- Data items:
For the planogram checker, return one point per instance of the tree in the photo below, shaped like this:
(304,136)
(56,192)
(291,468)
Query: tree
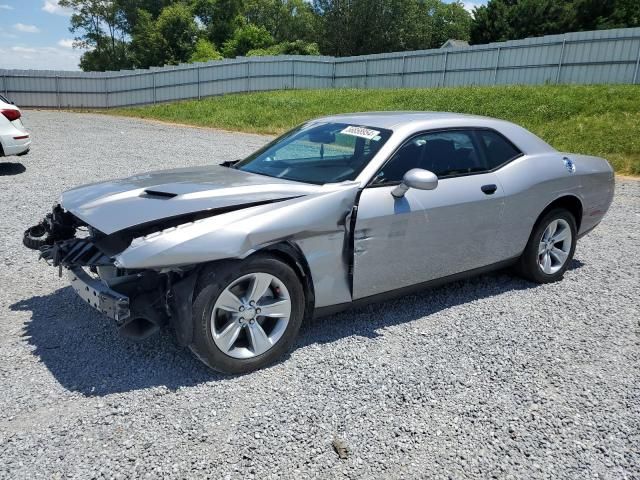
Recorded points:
(298,47)
(244,39)
(100,29)
(502,20)
(204,52)
(178,33)
(146,45)
(285,20)
(357,27)
(168,40)
(220,18)
(450,20)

- Directions:
Reproduce every line of the listing above without any changes, leaving out the pictures.

- The result:
For the planogram checker, return one point per instance of the tree in the photo below, shaped like this:
(304,136)
(56,192)
(291,468)
Query: tree
Recorded points:
(298,47)
(244,39)
(100,29)
(502,20)
(204,52)
(178,33)
(146,45)
(285,20)
(357,27)
(168,40)
(220,18)
(450,20)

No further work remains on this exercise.